* **The exercise**
Quote the listing below word for word, from its first line through its last.
Start of Task input
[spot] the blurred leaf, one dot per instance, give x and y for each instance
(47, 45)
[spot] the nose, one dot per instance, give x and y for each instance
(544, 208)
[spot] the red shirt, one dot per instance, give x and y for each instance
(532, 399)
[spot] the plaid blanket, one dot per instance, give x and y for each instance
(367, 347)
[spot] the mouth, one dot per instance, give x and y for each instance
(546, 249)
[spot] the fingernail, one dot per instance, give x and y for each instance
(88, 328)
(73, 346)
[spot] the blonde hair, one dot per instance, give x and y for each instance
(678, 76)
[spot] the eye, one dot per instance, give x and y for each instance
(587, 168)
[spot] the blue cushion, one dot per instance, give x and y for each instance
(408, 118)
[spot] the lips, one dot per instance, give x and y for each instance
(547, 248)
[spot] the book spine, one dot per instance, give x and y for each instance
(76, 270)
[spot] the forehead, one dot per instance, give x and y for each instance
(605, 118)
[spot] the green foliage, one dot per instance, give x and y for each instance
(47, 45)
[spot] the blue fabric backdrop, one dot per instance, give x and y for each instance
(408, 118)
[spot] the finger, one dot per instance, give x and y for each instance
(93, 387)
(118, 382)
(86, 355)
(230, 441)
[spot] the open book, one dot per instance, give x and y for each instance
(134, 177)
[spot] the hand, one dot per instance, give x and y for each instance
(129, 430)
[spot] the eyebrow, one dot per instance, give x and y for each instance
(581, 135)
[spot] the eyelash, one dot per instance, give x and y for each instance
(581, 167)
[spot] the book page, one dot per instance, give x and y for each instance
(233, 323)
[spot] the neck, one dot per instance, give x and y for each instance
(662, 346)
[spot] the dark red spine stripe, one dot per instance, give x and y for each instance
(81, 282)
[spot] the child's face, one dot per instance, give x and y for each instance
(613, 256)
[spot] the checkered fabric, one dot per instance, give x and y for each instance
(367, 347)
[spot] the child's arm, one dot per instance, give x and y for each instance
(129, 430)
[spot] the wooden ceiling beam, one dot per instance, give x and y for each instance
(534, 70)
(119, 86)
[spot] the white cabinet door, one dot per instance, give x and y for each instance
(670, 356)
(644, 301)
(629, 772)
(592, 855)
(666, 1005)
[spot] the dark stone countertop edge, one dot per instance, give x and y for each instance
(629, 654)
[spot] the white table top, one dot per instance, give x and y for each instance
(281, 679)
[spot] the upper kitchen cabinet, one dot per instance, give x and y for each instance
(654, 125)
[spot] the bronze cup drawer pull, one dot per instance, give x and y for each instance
End of Task input
* **Full solution**
[spot] the blurred leaf, one dot per instance, give x and y for each instance
(47, 45)
[spot] the nose, one dot per instance, give x and y for each instance
(544, 208)
[spot] the red shirt, one dot per instance, give x and y for each instance
(532, 399)
[spot] the plaid blanket, one dot per instance, give x and y for each instance
(367, 347)
[spot] the mouth, one dot per instance, give x and y for each instance
(546, 249)
[spot] the fingernail, one dot per instance, give x and y for each instance
(88, 328)
(73, 346)
[spot] the blonde hair, one dot per instance, give x and y for each instance
(678, 76)
[spot] the eye, one dot per instance, give x and y for each instance
(587, 168)
[spot] the blue cushion, one dot per instance, give x and y for each instance
(408, 118)
[spot] the lips, one dot per instance, give x and y for each instance
(547, 248)
[spot] the book spine, one dot per instance, give x and y for each instance
(76, 270)
[spot] the forehead, one dot per instance, give x and y for each instance
(605, 118)
[spot] the green foliage, one dot per instance, give x and y for each instance
(47, 45)
[spot] the blue fabric backdrop, one dot per instance, give x and y for each instance
(408, 118)
[spot] the finger, one dot per instance, give x and y for each instance
(93, 387)
(118, 382)
(86, 355)
(230, 441)
[spot] the open book, one dot per instance, give x and y for each instance
(134, 177)
[spot] the hand, one dot per instance, give x and y for each instance
(129, 430)
[spot] the eyebrow, one dot per instance, give x and y for each instance
(581, 135)
[spot] the eyelash, one dot per instance, give x and y for each instance
(581, 167)
[spot] the book page, one dot per instance, give x and y for each instance
(233, 323)
[spot] the neck, one dot per instance, give x and y for each instance
(662, 346)
[spot] the dark red spine stripe, one dot per instance, give x and y for each instance
(81, 282)
[spot] the child's face, one dot per instance, give x and y for each instance
(613, 256)
[spot] the checkered fabric, one dot per instance, give x and y for each instance
(367, 347)
[spot] the child's arm, one dot per instance, give x and y for each instance
(129, 430)
[spot] the wooden ceiling beam, one dot per instance, give x and y for each instance
(534, 70)
(119, 86)
[spot] the white cabinet door, one dot per instance, give x and y for each instance
(670, 356)
(644, 301)
(629, 772)
(592, 855)
(666, 1005)
[spot] the dark stone countertop edge, one dot per instance, give x and y for each instance
(629, 654)
[spot] the white table top, one dot per instance, give x and y for each instance
(281, 679)
[spot] the upper kitchen cabinet, one dot per instance, give x and y for each instance
(654, 125)
[spot] the bronze cup drawer pull, one dot per instance, give x and y for each instance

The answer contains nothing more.